Transcribe the records below exactly as they appear.

┌─ Data records

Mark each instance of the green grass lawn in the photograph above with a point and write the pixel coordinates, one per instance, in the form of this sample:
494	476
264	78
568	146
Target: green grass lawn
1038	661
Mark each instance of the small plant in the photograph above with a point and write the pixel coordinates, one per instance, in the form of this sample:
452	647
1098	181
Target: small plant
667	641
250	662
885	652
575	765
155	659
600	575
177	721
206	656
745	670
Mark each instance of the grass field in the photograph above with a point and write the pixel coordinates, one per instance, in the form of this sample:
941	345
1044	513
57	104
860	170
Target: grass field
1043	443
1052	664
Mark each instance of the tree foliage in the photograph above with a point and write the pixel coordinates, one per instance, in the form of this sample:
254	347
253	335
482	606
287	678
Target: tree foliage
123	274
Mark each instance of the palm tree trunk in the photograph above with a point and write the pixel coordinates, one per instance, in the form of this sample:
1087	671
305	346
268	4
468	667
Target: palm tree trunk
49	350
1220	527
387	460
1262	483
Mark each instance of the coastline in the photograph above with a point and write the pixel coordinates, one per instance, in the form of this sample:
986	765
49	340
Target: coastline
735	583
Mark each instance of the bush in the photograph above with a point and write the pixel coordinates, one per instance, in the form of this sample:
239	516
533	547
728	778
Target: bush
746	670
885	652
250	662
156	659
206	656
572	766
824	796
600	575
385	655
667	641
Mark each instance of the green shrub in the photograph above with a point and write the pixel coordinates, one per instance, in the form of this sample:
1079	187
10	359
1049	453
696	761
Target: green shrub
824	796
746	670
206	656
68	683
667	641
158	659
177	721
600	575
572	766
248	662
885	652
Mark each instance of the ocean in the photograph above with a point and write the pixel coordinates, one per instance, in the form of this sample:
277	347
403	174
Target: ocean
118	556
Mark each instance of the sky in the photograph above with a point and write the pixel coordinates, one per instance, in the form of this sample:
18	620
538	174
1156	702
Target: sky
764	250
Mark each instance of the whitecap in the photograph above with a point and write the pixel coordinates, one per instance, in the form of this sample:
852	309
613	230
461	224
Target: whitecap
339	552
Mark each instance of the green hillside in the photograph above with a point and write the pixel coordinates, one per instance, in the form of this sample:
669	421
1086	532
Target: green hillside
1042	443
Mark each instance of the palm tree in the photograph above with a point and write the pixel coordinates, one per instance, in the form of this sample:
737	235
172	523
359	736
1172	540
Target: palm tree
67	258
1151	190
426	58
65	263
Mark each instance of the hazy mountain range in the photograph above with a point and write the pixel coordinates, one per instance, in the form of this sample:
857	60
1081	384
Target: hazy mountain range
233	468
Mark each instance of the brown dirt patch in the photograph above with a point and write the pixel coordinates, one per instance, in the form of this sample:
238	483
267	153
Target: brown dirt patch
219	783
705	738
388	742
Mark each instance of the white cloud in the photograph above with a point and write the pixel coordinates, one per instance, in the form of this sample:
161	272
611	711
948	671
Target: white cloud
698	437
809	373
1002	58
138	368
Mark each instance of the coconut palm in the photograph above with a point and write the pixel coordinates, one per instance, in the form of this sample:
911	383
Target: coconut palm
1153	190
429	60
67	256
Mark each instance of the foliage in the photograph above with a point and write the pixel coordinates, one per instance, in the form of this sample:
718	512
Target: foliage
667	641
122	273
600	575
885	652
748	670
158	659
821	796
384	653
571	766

└─

■ **Final result**
Mark each instance of the green grass lawn in the photograph above with a point and write the pixel coordinates, one per instance, in the form of this sample:
494	476
264	78
568	146
Target: green grass lawn
1038	661
Mark each instance of the small plant in the photograph above with a point and write the pixel coordinates, one per instance, in the form of this sample:
452	647
1098	181
Target: small plant
667	641
250	662
885	652
575	765
155	659
600	575
177	721
206	656
745	670
Mark each instance of the grass field in the photograph above with a point and write the pixel coordinates, one per instance, in the form of this sample:
941	345
1044	513
57	104
860	170
Target: grass field
1043	443
1052	664
Mark each instance of the tree foliage in the photograph above with a point and write the pixel coordinates, one per instance, in the form of this sample:
254	347
253	335
482	606
287	678
Target: tree foliage
123	274
Mark each instance of the palm tree trunk in the photograph above with a point and write the pixel coordinates, one per instance, in the form of this sample:
1087	671
305	346
268	4
468	667
Target: palm tree trunk
49	350
1220	527
387	460
1262	483
Mark each instance of the coastline in the photograph above with a point and write the pixel coordinates, one per instance, in the form of this sample:
986	765
49	340
Target: coastline
735	583
Mark each instance of the bush in the photograph above with a point and write the pixel coordinates, one per instance, in the form of this sample:
239	516
533	547
728	778
Target: bush
746	670
885	652
250	662
156	659
206	656
572	766
824	796
600	575
385	655
667	641
Mark each instance of the green shrub in the photograph above with a point and write the pixel coordinates, one per instance, in the form of this sample:
1079	187
10	359
1049	453
696	761
Target: green shrub
824	796
746	670
206	656
68	683
667	641
158	659
177	721
600	575
572	766
248	662
885	652
Mark each instance of the ocean in the photograph above with a point and write the pixel coordinates, one per instance, in the form of this sample:
277	347
403	174
Target: ocean
118	556
Mark each instance of the sky in the photograph above with a point and write the pixel coordinates, one per instance, in the form of this sample:
18	620
538	174
1156	702
Target: sky
764	250
Mark each instance of the whitecap in the photograph above with a point and write the pixel coordinates, one per instance, in the form of this sample:
852	309
613	230
461	224
Target: whitecap
339	552
Mark each instance of the green hillside in the photograph above with a point and write the pixel coordinates, one per instance, in the form of this sample:
669	421
1086	532
Target: green hillside
1042	443
Mark each instance of the palm tree in the photograph above with a point and write the pixel coordinates, one per instance, in the form of this sample:
737	235
172	523
359	736
1172	540
Target: palm tree
67	258
1151	190
426	58
65	263
Mark each instance of the hazy mountain range in the photograph above with a point and write the pixel coordinates, one per instance, in the form of this sample:
857	60
1081	384
Target: hazy mountain range
233	468
Mark each instance of the brown dirt patch in the photograph above with a point and write the pixel coordinates, one per instance, in the form of this sample:
238	483
267	153
Target: brown dirt patch
219	783
705	738
388	742
Mark each instance of the white cloud in the photograph above with a point and write the pixel coordinates, one per instance, in the form of this sample:
161	272
611	711
948	671
Target: white cloud
698	437
809	373
1002	58
138	368
Mark each instance of the coconut palm in the photograph above with a point and write the pixel coordinates, one per instance, in the form of this sample:
911	383
Target: coconut palm
1153	190
429	60
67	256
Mark each instance of the foliage in the photograph above with a point and write the pixel coordinates, one per instance, in the form of this sample:
718	512
Target: foliage
667	641
122	273
600	575
885	652
748	670
158	659
821	796
384	653
571	766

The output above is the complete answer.